'''
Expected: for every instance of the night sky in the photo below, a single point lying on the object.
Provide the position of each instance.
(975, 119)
'''
'''
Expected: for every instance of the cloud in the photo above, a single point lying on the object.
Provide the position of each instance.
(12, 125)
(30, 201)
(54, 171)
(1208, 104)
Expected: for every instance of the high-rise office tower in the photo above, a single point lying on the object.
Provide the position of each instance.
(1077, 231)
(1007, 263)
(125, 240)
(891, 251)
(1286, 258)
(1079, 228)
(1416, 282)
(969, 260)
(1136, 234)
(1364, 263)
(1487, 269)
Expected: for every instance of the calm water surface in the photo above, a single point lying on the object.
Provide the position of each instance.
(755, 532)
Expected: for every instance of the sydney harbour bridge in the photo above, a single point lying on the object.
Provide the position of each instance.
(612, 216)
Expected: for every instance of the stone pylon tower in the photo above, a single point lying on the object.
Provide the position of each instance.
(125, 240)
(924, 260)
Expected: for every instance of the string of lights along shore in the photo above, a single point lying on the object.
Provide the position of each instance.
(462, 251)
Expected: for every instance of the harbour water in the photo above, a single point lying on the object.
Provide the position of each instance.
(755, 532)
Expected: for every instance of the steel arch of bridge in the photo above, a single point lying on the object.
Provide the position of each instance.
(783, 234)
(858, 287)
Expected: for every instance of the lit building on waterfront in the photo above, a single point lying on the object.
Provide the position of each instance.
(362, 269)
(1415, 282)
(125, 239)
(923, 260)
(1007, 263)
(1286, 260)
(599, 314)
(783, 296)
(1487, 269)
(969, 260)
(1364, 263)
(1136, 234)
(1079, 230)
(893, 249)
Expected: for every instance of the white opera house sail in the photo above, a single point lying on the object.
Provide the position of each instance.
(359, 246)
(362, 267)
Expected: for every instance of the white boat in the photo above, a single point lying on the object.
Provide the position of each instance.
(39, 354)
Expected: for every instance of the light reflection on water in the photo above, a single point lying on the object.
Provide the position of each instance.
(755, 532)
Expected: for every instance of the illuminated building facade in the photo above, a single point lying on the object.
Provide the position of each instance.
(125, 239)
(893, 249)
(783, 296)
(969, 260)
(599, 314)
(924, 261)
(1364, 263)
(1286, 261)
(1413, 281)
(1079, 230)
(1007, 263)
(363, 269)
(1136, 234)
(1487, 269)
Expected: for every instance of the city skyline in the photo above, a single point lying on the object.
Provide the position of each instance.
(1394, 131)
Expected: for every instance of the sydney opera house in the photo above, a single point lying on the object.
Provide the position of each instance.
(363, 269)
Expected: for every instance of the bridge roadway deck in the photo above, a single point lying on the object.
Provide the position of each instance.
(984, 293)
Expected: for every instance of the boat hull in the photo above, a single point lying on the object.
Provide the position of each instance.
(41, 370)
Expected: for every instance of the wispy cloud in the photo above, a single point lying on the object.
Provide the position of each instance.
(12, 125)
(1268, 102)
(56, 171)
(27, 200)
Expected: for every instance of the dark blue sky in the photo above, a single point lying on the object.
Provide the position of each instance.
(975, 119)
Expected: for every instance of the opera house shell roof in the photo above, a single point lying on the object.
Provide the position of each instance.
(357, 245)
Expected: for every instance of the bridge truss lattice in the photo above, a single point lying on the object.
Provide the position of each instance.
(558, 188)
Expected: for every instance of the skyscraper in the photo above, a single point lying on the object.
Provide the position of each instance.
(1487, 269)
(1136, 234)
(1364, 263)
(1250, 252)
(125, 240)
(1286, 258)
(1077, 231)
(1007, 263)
'''
'''
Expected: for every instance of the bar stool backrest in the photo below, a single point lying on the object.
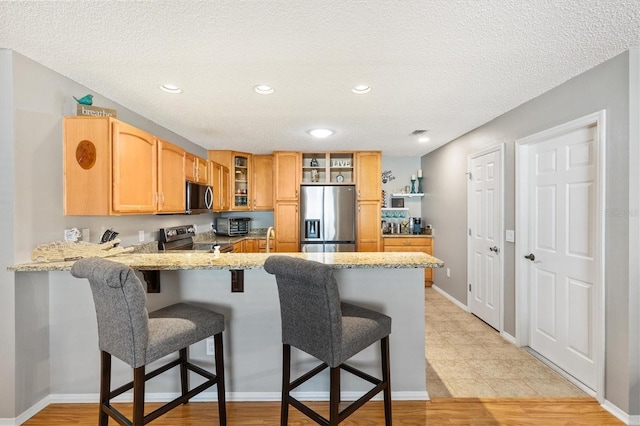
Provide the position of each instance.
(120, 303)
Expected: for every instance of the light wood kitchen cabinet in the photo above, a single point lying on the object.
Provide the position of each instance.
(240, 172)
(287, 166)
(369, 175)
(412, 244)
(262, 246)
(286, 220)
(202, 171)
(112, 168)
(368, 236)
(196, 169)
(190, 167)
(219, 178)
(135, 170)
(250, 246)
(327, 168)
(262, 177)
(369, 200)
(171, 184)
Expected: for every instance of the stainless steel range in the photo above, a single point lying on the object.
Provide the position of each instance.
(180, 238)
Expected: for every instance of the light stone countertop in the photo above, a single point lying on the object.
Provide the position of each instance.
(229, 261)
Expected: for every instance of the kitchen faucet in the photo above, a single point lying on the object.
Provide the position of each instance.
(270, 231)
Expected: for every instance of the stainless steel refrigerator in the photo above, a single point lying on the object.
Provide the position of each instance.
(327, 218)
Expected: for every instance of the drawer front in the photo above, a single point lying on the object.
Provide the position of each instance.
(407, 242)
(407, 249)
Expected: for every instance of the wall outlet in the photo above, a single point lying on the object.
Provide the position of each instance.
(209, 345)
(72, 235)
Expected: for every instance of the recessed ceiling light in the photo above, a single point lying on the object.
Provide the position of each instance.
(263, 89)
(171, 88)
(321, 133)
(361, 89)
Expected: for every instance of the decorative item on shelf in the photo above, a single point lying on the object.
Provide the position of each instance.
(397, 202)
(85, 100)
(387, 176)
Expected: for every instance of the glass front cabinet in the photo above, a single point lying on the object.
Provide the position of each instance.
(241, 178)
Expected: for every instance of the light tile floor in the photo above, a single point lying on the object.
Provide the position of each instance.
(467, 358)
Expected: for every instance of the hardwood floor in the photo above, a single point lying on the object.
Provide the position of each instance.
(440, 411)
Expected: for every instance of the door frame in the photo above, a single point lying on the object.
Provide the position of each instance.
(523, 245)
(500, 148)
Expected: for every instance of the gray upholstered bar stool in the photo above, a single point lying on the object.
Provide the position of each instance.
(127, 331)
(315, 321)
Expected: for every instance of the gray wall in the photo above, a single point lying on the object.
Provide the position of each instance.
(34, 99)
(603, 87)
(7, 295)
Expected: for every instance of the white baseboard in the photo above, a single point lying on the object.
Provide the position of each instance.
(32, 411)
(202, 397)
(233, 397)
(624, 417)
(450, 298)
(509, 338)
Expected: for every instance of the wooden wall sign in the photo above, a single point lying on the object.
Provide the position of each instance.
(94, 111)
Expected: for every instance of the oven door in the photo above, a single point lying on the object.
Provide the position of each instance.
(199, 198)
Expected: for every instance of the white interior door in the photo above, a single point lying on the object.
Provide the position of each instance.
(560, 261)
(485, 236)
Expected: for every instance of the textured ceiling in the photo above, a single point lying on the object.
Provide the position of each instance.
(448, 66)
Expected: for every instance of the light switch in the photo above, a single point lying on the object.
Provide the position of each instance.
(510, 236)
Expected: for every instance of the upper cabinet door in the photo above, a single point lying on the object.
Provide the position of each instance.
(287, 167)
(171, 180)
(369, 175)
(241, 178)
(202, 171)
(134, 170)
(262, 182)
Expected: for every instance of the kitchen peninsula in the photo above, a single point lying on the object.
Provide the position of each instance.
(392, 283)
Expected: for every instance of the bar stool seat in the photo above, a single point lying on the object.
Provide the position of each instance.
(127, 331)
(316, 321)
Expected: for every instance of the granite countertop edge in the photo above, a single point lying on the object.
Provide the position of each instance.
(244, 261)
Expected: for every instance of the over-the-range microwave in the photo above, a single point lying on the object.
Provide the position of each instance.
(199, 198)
'''
Objective
Arrange the lines as a Markdown table with the columns "Row" and "Line", where "Row" numbers each line in order. Begin at the line that contains "Expected: for every instance of the sydney harbour" and stop after the line that contains "(1394, 131)", leaving out any blank lines.

Solution below
| Row | Line |
|---|---|
| 1 | Expected: for every instance of the sydney harbour bridge in the photo above, a single point lying on the object. |
| 2 | Provide the position of each instance. |
| 3 | (612, 216) |
| 4 | Expected: for every instance of the stone pylon tower in the photo above, a single point lying on the object. |
| 5 | Provide the position of each instance. |
| 6 | (125, 240) |
| 7 | (924, 260) |
| 8 | Expected: for every instance of the string of lights along shore in the photo above, a single point lying on the object. |
| 9 | Provide the position of each instance. |
| 10 | (462, 251) |
| 11 | Expected: for every instance of the harbour water in the photo above, a single point lying on the object. |
| 12 | Provide the position of each instance. |
| 13 | (755, 532) |
| 14 | Expected: for every instance of the steel arch of bridge in the photo above, a single point lying on the object. |
| 15 | Provide the position of each instance. |
| 16 | (783, 234) |
| 17 | (858, 287) |
| 18 | Expected: for every instance of the lit building on waterfront in the photo above, a single point lying on the object. |
| 19 | Provide the position of each instance. |
| 20 | (362, 269) |
| 21 | (1415, 282) |
| 22 | (125, 239) |
| 23 | (923, 260) |
| 24 | (1007, 263) |
| 25 | (1286, 260) |
| 26 | (599, 314) |
| 27 | (783, 296) |
| 28 | (1487, 269) |
| 29 | (969, 260) |
| 30 | (1364, 263) |
| 31 | (1136, 234) |
| 32 | (1079, 230) |
| 33 | (893, 249) |
| 34 | Expected: for every instance of the white opera house sail in the photo above, a single point lying on the object. |
| 35 | Provide the position of each instance. |
| 36 | (359, 246) |
| 37 | (362, 267) |
| 38 | Expected: for every instance of the white boat in the photo above, a single point lying on the object. |
| 39 | Provide the position of each instance. |
| 40 | (39, 354) |
| 41 | Expected: for every instance of the light reflection on water in the photo above, a single point lying on the object. |
| 42 | Provide the position of each instance. |
| 43 | (755, 532) |
| 44 | Expected: for every instance of the illuminated building facade in the photo above, a single point lying on the object. |
| 45 | Provide the position of each instance. |
| 46 | (125, 239) |
| 47 | (893, 249) |
| 48 | (783, 296) |
| 49 | (969, 260) |
| 50 | (599, 314) |
| 51 | (924, 261) |
| 52 | (1364, 263) |
| 53 | (1286, 261) |
| 54 | (1413, 281) |
| 55 | (1079, 230) |
| 56 | (1007, 263) |
| 57 | (363, 269) |
| 58 | (1136, 234) |
| 59 | (1487, 269) |
| 60 | Expected: for every instance of the city skyline in the photo above, a single point lying on the object. |
| 61 | Provide the position of each instance. |
| 62 | (1394, 131) |